_REQUEST_
Please list every line of the records that contains the word "glove", and treat uppercase and lowercase as different.

[START WORKING DATA]

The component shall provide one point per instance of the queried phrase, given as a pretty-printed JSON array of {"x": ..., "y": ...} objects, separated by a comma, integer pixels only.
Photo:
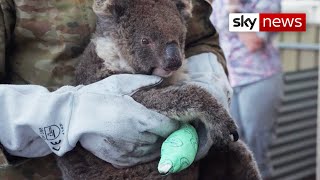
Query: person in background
[{"x": 255, "y": 74}]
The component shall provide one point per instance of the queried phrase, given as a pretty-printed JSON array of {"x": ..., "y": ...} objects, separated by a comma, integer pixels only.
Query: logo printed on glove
[{"x": 51, "y": 134}]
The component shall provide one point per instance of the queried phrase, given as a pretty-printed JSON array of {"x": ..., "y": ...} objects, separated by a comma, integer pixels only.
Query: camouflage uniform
[{"x": 39, "y": 41}]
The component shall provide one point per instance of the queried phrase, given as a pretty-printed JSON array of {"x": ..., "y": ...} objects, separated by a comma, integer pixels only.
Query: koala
[{"x": 148, "y": 37}]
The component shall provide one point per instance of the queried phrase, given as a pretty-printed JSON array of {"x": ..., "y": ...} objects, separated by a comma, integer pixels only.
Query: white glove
[
  {"x": 102, "y": 116},
  {"x": 205, "y": 71}
]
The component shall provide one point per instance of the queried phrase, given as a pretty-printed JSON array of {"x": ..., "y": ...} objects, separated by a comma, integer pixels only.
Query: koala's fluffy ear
[
  {"x": 185, "y": 8},
  {"x": 109, "y": 8}
]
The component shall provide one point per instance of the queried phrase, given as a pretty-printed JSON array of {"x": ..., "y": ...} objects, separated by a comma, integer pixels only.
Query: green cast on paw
[{"x": 179, "y": 150}]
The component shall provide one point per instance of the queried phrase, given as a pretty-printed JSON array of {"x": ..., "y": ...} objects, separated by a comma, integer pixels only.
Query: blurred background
[{"x": 294, "y": 148}]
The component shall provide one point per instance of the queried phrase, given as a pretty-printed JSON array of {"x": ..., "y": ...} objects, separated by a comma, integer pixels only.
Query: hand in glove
[{"x": 102, "y": 116}]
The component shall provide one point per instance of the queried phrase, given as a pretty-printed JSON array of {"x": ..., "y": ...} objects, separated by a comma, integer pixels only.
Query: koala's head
[{"x": 150, "y": 34}]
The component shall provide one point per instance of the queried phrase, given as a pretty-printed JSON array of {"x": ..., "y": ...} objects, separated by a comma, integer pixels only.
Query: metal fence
[{"x": 293, "y": 149}]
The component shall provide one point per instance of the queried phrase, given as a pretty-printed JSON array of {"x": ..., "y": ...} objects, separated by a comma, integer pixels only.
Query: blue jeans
[{"x": 254, "y": 107}]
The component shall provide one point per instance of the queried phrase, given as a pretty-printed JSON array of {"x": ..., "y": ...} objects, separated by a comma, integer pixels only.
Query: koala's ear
[
  {"x": 109, "y": 8},
  {"x": 185, "y": 8}
]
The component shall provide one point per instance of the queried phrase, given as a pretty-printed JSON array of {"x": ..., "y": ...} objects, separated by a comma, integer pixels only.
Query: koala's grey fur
[{"x": 116, "y": 48}]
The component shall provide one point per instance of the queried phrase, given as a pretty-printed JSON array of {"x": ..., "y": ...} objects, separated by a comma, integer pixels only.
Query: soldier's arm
[
  {"x": 7, "y": 22},
  {"x": 202, "y": 37}
]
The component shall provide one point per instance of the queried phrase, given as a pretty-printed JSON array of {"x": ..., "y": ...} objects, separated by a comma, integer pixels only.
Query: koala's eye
[{"x": 145, "y": 41}]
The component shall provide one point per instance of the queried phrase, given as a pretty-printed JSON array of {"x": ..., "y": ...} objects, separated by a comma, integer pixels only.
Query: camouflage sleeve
[
  {"x": 202, "y": 36},
  {"x": 7, "y": 21}
]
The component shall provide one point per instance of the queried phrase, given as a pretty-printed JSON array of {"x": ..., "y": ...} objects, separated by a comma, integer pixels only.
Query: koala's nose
[{"x": 173, "y": 59}]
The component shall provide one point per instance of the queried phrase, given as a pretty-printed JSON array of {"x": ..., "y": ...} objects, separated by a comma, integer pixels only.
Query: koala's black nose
[{"x": 173, "y": 59}]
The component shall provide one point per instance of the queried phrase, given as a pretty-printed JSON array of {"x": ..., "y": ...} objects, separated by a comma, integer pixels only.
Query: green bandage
[{"x": 179, "y": 150}]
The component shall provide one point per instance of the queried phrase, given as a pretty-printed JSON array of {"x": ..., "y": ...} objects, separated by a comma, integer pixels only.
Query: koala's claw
[{"x": 234, "y": 136}]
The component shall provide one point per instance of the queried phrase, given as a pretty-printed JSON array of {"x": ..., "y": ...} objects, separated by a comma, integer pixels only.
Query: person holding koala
[
  {"x": 255, "y": 75},
  {"x": 39, "y": 42}
]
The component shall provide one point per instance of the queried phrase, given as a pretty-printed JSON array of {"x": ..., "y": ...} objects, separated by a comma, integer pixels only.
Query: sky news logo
[{"x": 267, "y": 22}]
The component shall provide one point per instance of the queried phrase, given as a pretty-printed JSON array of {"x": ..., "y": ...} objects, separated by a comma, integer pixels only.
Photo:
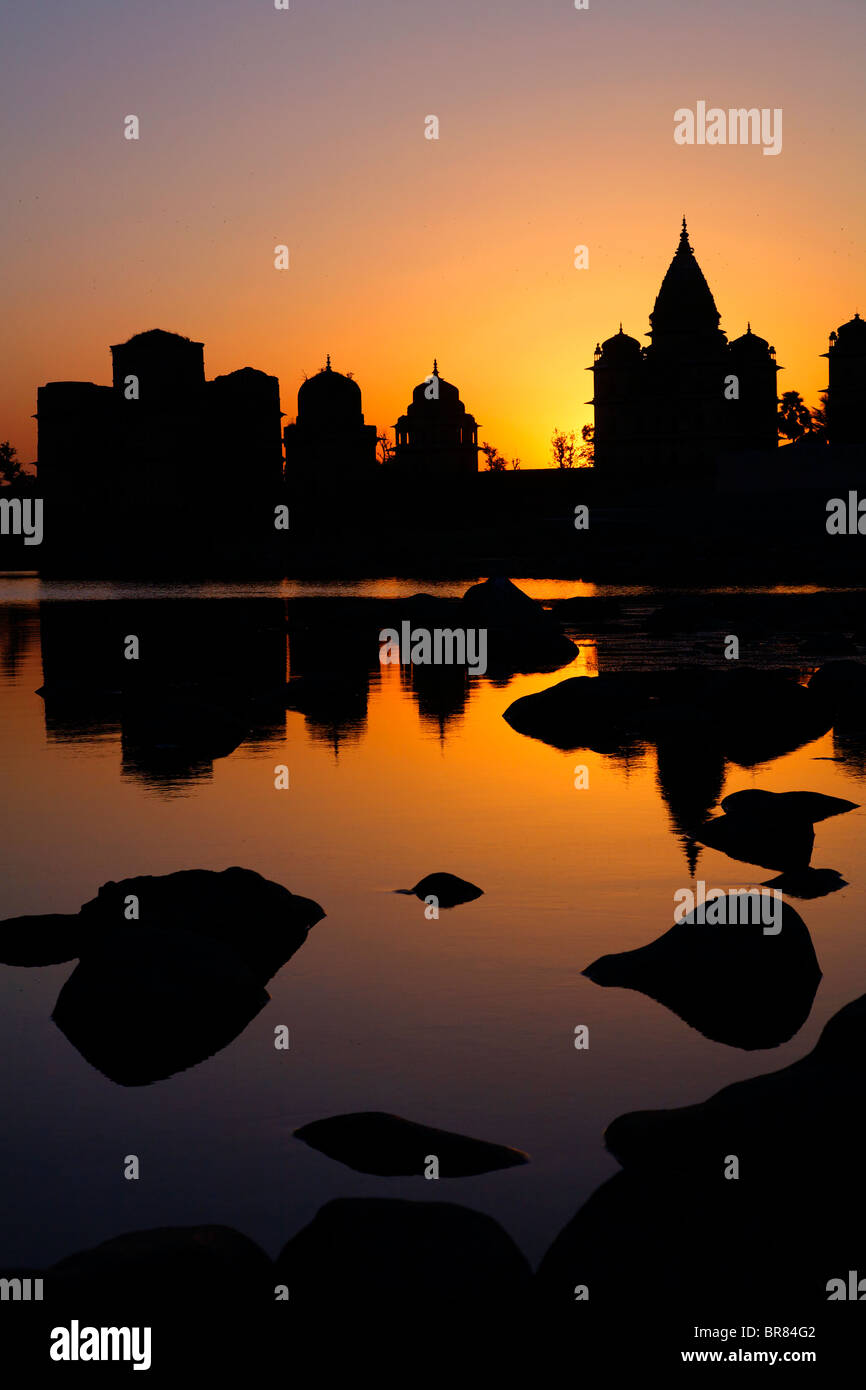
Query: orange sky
[{"x": 307, "y": 128}]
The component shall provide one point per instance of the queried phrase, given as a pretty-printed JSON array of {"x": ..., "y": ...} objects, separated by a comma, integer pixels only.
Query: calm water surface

[END WORKING DATA]

_TASK RESPONSE_
Query: logo printed on glove
Query: white glove
Query: hand in glove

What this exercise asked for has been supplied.